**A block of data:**
-- START --

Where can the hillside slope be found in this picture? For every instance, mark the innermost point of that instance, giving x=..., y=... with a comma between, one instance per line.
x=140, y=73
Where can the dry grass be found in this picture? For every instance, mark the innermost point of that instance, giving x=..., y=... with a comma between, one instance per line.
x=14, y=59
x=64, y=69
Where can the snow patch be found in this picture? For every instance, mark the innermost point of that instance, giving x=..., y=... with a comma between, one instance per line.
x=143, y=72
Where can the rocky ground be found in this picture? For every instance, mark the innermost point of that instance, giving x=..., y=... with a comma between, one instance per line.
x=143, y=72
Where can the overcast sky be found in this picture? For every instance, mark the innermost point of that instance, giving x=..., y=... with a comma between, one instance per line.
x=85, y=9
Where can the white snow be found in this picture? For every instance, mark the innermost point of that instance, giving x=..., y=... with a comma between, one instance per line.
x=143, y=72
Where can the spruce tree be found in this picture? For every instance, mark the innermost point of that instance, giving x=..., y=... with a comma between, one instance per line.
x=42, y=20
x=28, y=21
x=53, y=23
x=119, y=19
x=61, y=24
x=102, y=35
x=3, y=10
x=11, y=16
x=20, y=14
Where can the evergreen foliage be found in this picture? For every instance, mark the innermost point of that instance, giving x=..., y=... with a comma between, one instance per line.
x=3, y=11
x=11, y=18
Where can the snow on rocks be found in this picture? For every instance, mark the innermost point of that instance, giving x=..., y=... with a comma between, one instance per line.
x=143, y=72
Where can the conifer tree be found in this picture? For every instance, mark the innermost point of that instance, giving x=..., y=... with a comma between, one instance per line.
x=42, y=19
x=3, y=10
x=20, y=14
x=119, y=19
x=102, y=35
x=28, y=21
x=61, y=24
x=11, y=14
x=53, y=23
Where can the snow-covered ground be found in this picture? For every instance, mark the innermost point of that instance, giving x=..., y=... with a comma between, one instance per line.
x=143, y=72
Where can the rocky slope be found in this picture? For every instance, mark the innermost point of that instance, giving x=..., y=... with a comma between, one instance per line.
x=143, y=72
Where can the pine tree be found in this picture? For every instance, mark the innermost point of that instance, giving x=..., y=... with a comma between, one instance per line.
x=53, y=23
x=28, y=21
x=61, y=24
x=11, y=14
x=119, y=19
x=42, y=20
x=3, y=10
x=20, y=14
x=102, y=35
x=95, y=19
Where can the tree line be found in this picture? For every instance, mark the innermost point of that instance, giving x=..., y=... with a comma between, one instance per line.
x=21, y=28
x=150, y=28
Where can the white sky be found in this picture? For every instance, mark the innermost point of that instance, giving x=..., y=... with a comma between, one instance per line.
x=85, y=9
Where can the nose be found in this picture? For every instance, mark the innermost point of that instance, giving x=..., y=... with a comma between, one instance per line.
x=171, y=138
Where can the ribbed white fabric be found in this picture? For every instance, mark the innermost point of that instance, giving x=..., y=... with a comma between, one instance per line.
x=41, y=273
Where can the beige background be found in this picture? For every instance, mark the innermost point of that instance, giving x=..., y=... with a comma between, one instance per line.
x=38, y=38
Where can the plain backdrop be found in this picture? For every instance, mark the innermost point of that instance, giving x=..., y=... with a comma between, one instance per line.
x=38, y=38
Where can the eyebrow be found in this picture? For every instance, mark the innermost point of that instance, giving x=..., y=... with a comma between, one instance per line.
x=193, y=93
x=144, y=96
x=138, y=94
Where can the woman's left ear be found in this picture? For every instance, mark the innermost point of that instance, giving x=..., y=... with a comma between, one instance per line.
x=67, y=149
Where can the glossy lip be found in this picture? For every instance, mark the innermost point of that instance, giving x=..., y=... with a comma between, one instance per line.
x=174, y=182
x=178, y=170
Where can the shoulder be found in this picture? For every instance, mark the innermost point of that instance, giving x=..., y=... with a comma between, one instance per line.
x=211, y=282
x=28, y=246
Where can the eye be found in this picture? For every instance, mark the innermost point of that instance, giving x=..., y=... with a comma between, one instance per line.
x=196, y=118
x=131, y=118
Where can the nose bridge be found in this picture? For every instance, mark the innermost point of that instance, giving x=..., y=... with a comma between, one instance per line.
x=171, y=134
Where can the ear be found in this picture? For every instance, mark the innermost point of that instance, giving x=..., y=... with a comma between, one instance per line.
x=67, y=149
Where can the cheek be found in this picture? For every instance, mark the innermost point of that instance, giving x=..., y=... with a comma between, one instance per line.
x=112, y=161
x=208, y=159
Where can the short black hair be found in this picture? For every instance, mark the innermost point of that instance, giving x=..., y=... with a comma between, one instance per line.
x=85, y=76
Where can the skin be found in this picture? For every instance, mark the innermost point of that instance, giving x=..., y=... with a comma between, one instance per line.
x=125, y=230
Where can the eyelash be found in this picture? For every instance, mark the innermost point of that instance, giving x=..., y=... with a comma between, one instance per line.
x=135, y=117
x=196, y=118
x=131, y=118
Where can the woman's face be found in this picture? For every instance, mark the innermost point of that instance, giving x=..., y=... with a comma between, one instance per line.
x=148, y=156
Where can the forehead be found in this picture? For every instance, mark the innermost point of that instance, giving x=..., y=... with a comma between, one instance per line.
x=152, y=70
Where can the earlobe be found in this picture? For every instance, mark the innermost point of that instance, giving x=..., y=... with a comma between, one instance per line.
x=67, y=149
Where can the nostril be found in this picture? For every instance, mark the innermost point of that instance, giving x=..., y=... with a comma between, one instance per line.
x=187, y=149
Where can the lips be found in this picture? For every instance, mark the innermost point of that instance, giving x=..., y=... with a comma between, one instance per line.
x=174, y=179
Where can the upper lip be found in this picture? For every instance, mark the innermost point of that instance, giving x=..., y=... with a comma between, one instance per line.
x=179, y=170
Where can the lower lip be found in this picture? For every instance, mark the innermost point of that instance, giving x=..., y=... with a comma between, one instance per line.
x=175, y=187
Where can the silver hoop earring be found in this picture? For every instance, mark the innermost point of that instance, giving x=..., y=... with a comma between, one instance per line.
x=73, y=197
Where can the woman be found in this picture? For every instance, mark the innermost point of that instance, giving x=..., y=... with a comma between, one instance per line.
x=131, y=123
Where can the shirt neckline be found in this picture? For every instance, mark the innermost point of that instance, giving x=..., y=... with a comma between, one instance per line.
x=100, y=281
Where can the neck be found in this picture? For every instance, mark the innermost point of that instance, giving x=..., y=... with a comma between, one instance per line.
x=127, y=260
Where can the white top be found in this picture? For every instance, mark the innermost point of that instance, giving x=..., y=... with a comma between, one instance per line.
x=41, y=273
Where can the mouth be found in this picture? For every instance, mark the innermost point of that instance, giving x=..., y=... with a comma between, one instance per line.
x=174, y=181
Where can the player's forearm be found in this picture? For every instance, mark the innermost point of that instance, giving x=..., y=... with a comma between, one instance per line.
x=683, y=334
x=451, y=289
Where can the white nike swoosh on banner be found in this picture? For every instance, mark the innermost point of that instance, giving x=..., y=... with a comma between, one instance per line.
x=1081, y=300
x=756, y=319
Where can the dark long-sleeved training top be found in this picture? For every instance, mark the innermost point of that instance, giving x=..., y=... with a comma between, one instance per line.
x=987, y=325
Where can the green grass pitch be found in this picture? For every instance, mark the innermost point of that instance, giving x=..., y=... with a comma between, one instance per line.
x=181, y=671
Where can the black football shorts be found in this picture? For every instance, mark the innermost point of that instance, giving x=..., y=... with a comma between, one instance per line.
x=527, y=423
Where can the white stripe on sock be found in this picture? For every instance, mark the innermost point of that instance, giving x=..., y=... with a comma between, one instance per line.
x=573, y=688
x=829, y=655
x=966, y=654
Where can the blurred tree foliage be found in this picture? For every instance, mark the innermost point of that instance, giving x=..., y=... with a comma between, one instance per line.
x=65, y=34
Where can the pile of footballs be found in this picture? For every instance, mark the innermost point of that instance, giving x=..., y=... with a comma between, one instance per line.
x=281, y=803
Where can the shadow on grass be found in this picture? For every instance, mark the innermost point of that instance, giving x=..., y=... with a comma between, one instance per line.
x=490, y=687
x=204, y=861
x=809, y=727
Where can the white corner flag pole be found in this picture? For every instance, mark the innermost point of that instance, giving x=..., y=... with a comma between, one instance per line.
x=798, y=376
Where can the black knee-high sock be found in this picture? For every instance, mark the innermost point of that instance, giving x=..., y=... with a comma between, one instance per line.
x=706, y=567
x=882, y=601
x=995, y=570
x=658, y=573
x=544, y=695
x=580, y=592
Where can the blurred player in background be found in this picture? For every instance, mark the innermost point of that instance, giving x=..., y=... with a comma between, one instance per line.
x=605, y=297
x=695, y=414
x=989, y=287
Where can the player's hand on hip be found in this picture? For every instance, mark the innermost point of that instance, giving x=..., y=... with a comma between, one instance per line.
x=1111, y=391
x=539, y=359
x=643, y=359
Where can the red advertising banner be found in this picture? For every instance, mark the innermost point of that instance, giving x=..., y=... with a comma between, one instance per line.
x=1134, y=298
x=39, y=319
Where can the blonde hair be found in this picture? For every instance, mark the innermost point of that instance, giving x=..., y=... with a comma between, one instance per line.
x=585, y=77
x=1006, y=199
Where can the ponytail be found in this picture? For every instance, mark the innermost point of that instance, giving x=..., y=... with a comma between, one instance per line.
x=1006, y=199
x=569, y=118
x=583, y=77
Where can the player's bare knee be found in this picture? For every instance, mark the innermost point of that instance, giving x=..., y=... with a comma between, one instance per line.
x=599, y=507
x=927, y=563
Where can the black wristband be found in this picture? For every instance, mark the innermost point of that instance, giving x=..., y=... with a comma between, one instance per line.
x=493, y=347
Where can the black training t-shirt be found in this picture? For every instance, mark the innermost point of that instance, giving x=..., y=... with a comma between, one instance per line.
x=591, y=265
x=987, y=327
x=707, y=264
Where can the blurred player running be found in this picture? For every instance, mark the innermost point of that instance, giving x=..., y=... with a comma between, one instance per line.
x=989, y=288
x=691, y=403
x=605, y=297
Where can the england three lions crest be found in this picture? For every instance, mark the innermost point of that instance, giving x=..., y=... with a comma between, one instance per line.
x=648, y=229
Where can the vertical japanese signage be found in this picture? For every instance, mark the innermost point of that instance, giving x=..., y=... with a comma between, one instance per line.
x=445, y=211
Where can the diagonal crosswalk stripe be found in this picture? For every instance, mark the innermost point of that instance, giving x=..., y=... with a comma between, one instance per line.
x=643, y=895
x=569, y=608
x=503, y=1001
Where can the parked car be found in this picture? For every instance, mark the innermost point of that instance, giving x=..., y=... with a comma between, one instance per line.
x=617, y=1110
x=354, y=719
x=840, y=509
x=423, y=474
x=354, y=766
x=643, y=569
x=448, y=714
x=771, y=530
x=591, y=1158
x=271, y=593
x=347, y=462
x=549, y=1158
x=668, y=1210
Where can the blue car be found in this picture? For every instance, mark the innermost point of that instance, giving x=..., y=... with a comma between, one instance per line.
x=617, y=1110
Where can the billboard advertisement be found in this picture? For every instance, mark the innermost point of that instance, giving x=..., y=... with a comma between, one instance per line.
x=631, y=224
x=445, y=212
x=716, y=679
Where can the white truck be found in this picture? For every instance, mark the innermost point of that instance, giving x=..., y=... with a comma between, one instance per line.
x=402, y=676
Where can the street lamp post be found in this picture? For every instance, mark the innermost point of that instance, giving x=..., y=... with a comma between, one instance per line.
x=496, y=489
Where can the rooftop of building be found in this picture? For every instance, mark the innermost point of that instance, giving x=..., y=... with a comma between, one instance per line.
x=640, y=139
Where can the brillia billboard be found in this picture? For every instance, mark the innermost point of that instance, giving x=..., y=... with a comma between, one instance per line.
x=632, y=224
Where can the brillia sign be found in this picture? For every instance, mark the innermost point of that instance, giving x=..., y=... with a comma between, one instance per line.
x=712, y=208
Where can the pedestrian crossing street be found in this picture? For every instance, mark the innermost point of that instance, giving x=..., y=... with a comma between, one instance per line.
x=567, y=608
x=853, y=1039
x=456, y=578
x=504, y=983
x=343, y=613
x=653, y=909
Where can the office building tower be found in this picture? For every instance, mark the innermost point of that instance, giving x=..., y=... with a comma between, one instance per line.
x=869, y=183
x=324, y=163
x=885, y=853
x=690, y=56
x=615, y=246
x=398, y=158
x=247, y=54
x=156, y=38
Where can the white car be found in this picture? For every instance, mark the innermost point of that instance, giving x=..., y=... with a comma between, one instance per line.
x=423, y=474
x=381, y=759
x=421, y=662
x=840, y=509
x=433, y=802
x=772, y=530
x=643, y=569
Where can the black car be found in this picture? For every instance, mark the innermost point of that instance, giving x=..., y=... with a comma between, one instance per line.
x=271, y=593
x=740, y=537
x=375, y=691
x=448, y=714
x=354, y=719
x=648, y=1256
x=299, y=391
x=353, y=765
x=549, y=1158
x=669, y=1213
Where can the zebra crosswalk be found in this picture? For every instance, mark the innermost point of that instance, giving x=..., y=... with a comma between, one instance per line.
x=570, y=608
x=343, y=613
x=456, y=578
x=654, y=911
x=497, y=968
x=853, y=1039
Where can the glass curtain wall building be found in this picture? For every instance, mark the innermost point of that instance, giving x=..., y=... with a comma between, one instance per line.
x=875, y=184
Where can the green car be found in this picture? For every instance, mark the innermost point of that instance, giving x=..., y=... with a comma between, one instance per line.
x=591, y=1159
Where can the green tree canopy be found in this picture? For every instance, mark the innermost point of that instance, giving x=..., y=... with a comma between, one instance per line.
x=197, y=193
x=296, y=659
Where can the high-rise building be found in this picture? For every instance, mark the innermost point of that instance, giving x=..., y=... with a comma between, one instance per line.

-- END --

**What this task involves:**
Can you return, unchanged, the lines of the material from the one containing "Where can the billboard" through the one containing "x=712, y=208", with both of those lines included?

**Completed task:**
Where can the billboard advertisement be found in this picture? For every instance, mark the innermost point of that instance, giving x=..., y=... with a comma between, one instance per line.
x=631, y=224
x=445, y=212
x=716, y=679
Where can the white truck be found in this picture? For every instance, mark the innermost point of that instance, giving x=..., y=... with a comma between, one instance per line.
x=402, y=676
Where can the street lamp post be found in this picture? For every instance, mark the innermost point of that instance, giving x=..., y=... with a comma between, one instance per line.
x=496, y=489
Where can the rooftop of building be found in this picture? For every instance, mark the innermost point of that instance, giving x=..., y=... with a comma between, one instance per line.
x=640, y=139
Where can the brillia billboard be found in this picture? For every instance, mark the innermost point of that instance, giving x=..., y=... with a comma between, one instance per line.
x=632, y=224
Where can the brillia sign be found in this picture? For every instance, mark the innermost point of that instance, giving x=..., y=... with a comma between, one instance per line.
x=712, y=208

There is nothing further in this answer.